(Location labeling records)
"""
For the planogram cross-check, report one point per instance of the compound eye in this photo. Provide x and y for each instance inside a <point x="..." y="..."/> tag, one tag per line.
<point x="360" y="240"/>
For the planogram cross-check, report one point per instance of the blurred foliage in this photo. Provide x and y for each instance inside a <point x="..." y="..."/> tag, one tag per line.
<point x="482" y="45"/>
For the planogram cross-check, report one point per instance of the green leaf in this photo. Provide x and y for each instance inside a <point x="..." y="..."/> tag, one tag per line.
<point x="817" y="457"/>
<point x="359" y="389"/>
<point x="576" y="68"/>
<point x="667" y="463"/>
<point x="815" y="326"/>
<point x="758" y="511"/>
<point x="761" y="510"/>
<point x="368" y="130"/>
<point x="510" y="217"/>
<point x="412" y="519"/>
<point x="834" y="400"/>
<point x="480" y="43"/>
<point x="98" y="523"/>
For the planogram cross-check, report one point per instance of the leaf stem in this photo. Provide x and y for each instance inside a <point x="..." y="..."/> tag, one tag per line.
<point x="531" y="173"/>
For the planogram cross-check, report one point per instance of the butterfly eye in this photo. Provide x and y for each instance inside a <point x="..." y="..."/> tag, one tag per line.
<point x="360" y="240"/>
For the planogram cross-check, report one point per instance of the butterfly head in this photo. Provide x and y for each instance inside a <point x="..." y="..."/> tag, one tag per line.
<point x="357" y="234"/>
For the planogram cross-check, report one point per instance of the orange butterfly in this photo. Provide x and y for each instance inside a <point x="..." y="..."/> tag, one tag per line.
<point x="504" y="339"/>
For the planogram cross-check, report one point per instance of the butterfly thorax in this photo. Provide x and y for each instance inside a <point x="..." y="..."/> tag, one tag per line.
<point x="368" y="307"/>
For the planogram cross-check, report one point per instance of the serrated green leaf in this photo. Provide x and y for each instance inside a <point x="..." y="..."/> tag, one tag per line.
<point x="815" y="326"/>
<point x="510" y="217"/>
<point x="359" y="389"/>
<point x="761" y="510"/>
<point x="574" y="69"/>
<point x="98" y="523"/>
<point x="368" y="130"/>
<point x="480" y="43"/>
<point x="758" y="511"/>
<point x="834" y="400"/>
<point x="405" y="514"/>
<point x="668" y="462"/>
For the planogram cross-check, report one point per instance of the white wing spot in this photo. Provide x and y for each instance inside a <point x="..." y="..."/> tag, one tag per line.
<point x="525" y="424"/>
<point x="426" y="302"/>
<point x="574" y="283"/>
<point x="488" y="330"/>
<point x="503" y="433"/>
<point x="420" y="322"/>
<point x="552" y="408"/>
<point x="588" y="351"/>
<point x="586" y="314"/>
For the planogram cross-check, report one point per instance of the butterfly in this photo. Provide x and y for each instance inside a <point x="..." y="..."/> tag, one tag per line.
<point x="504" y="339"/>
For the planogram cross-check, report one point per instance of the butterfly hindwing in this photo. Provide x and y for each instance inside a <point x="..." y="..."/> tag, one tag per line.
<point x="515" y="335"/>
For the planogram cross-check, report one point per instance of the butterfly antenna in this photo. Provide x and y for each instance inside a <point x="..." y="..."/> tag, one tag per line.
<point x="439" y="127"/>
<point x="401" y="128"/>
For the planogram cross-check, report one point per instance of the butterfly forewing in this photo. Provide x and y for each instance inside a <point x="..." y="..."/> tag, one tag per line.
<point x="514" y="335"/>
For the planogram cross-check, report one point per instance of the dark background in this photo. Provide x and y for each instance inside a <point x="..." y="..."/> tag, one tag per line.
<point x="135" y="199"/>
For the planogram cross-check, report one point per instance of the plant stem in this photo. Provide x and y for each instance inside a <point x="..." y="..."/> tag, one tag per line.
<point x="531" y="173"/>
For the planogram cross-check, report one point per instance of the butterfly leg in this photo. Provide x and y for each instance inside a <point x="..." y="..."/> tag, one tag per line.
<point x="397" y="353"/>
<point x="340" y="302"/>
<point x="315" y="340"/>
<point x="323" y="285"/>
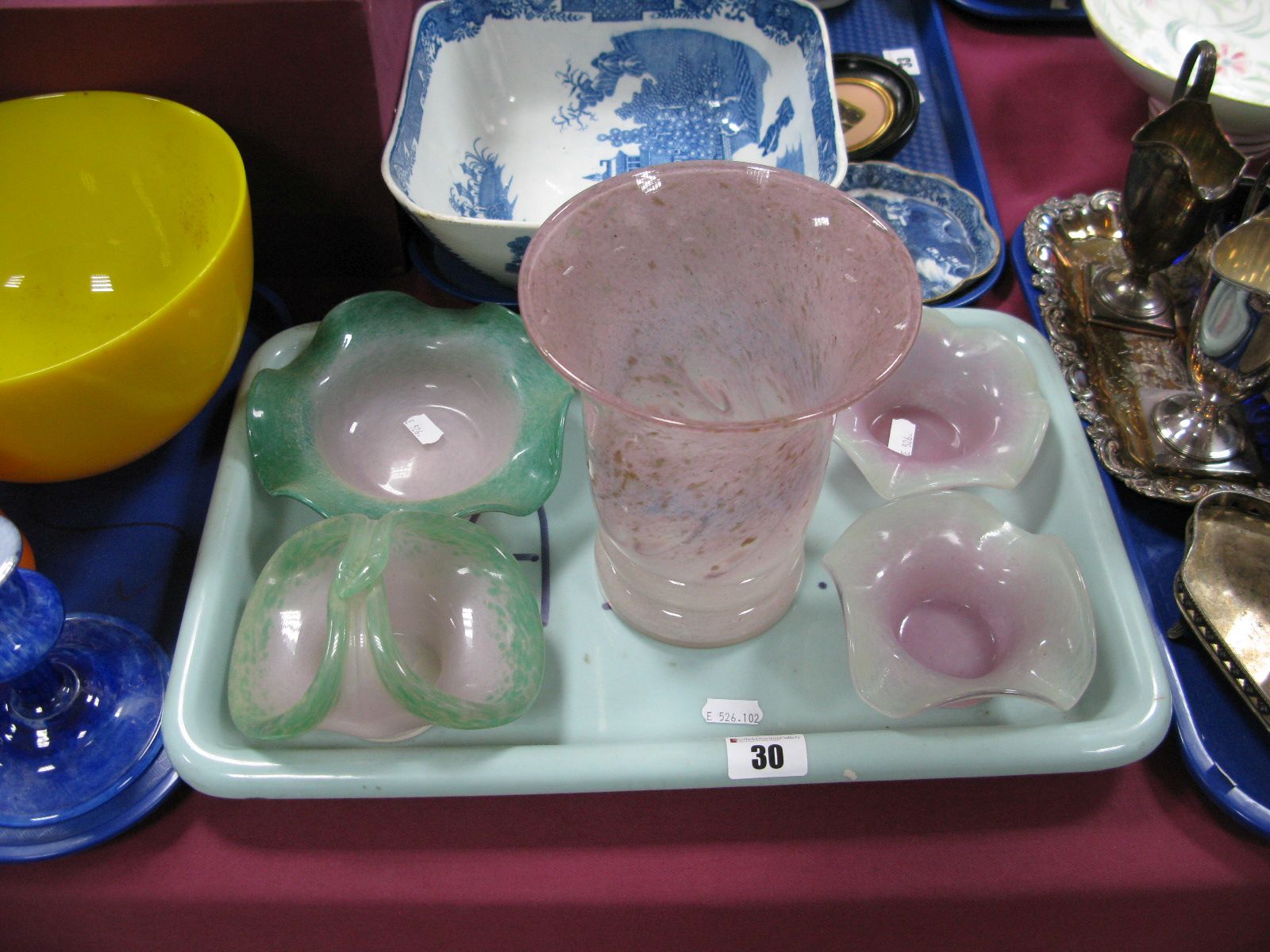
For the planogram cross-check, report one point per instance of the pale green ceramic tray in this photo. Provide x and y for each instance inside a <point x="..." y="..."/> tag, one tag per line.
<point x="620" y="711"/>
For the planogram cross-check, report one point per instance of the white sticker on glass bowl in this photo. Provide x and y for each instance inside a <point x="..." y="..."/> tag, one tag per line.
<point x="425" y="429"/>
<point x="906" y="59"/>
<point x="728" y="711"/>
<point x="778" y="755"/>
<point x="902" y="433"/>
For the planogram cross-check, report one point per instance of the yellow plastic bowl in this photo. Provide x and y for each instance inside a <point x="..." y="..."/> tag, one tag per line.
<point x="125" y="277"/>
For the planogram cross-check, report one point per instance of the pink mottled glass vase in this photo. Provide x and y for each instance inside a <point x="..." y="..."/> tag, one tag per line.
<point x="714" y="317"/>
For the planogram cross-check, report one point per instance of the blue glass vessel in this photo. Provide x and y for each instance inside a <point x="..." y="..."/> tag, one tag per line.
<point x="80" y="700"/>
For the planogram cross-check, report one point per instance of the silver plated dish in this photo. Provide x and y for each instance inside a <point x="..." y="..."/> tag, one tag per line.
<point x="1223" y="593"/>
<point x="1117" y="378"/>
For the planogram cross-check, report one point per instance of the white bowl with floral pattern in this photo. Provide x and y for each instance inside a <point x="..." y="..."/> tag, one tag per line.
<point x="963" y="409"/>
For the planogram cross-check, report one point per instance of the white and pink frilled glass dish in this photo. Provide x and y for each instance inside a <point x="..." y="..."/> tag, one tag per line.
<point x="948" y="603"/>
<point x="963" y="409"/>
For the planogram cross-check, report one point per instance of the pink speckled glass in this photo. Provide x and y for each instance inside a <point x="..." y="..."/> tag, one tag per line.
<point x="715" y="317"/>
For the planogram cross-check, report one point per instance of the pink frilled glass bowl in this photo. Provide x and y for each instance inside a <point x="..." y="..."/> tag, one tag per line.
<point x="714" y="317"/>
<point x="400" y="405"/>
<point x="948" y="603"/>
<point x="964" y="409"/>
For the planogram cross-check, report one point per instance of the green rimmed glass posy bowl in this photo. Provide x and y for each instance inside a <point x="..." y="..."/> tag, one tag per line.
<point x="379" y="628"/>
<point x="400" y="405"/>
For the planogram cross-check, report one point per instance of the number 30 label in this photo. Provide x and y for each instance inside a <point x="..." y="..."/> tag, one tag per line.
<point x="778" y="755"/>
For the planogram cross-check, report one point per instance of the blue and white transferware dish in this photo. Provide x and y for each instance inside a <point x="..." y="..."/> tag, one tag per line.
<point x="511" y="107"/>
<point x="943" y="225"/>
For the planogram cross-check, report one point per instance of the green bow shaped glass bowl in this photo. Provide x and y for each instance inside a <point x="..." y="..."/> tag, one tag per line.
<point x="400" y="405"/>
<point x="379" y="628"/>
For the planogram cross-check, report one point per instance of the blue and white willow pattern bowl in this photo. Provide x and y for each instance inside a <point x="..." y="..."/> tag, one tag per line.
<point x="511" y="107"/>
<point x="944" y="226"/>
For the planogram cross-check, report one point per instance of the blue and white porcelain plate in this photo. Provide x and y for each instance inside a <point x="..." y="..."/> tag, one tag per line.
<point x="512" y="107"/>
<point x="944" y="226"/>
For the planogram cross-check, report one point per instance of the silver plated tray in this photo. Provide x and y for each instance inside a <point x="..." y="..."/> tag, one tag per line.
<point x="1113" y="376"/>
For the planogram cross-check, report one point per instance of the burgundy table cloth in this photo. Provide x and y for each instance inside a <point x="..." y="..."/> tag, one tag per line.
<point x="1133" y="858"/>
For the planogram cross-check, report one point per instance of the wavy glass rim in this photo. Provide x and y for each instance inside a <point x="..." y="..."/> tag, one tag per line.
<point x="695" y="169"/>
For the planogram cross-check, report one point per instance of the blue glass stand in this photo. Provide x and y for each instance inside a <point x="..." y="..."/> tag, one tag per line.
<point x="80" y="701"/>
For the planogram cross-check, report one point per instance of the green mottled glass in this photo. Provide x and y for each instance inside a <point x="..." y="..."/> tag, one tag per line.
"""
- PROBLEM
Quote the line that contains "of the wavy" and each line after it through the end of the data, exactly, leaving out everything else.

- THE RESPONSE
For the planogram cross-check, report one point per instance of the wavy glass rim in this photo. Provide x and y for each instance inside a <point x="..." y="..."/> tag, one tag per line.
<point x="695" y="169"/>
For the planogram cross-check, report one point per instance of the blue glass stand in this photo. Provide x and y for each instance inside a <point x="..." y="..."/> tag, one tag per line.
<point x="80" y="701"/>
For the planogram cross-check, report one point per instance of the green mottled glass in this photo. Provide x and y for each instance inside a <point x="..." y="..."/> tag, one tag per line.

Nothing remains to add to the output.